Question by the COURT. What is your rank in the Army?

Answer. I am a major of artillery in the Army of the United States and a brigadier-general of volunteers.

Question by the COURT. Were you on duty in March and April last?

If so, where and in what capacity?

Answer. I was on duty in March and April of last year as chief of artillery of the Army of the Potomac, commanded by Major-General McClellan.

Question by the COURT. State if you made any report at that time to Major-General McClellan respecting the force of artillery to be left in and about Washington for the defense of the capital.

Answer. I did not at that time. I did previously to that time. I did previously to that time, in connection with General Barnard, the chief engineer of the Army of the Potomac. We made a join report of the number of troops. I think this was in February. This report was a long one, and one showing the force necessary to garrison the defenses fully and partially. I have no copy of the report. It was an official report, and I suppose is on file. The report stated in detail the amount and strength of the artillery and the number of infantry necessary to be stationed at the forts.

____

▸ WHAT THE TASK ASKS:
In the court testimony above, quote the stretch from "Answer. I was" through "of the capital.".

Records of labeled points
____

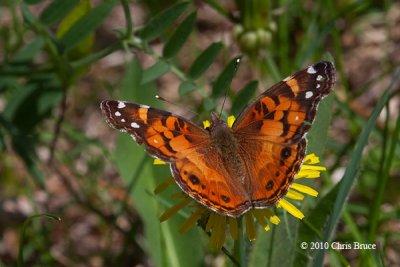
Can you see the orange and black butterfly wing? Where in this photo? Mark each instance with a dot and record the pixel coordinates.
(274, 126)
(285, 112)
(195, 164)
(166, 136)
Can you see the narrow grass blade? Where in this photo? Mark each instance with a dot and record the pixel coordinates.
(57, 10)
(243, 97)
(352, 169)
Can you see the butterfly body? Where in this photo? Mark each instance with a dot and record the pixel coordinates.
(232, 170)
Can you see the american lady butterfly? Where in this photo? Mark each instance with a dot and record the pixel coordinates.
(233, 170)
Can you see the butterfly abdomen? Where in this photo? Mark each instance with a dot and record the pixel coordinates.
(225, 142)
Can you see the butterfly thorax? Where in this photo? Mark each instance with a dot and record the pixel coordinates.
(224, 140)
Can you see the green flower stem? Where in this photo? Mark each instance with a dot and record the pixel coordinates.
(376, 209)
(239, 247)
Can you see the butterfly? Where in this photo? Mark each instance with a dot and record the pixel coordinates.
(231, 170)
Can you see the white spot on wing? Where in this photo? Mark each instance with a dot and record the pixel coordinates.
(288, 78)
(135, 125)
(121, 104)
(309, 94)
(311, 70)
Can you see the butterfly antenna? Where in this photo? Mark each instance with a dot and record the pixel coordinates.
(176, 105)
(227, 88)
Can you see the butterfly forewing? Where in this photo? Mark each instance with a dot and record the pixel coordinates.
(166, 136)
(285, 112)
(274, 126)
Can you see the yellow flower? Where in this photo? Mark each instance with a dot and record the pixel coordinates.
(217, 225)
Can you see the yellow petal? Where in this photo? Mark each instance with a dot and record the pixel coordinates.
(174, 209)
(206, 124)
(271, 216)
(159, 162)
(164, 185)
(311, 159)
(294, 195)
(259, 215)
(289, 207)
(193, 218)
(250, 226)
(308, 174)
(231, 120)
(310, 167)
(305, 189)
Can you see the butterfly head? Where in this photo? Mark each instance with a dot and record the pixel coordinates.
(216, 122)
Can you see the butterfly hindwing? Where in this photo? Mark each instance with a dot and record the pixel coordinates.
(271, 131)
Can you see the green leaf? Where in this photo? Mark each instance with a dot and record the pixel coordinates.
(162, 21)
(204, 60)
(87, 24)
(57, 10)
(318, 133)
(353, 167)
(225, 78)
(310, 229)
(177, 40)
(244, 97)
(155, 71)
(28, 52)
(187, 87)
(29, 18)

____

▸ SOLUTION TO THE PROBLEM:
Answer. I was on duty in March and April of last year as chief of artillery of the Army of the Potomac, commanded by Major-General McClellan.

Question by the COURT. State if you made any report at that time to Major-General McClellan respecting the force of artillery to be left in and about Washington for the defense of the capital.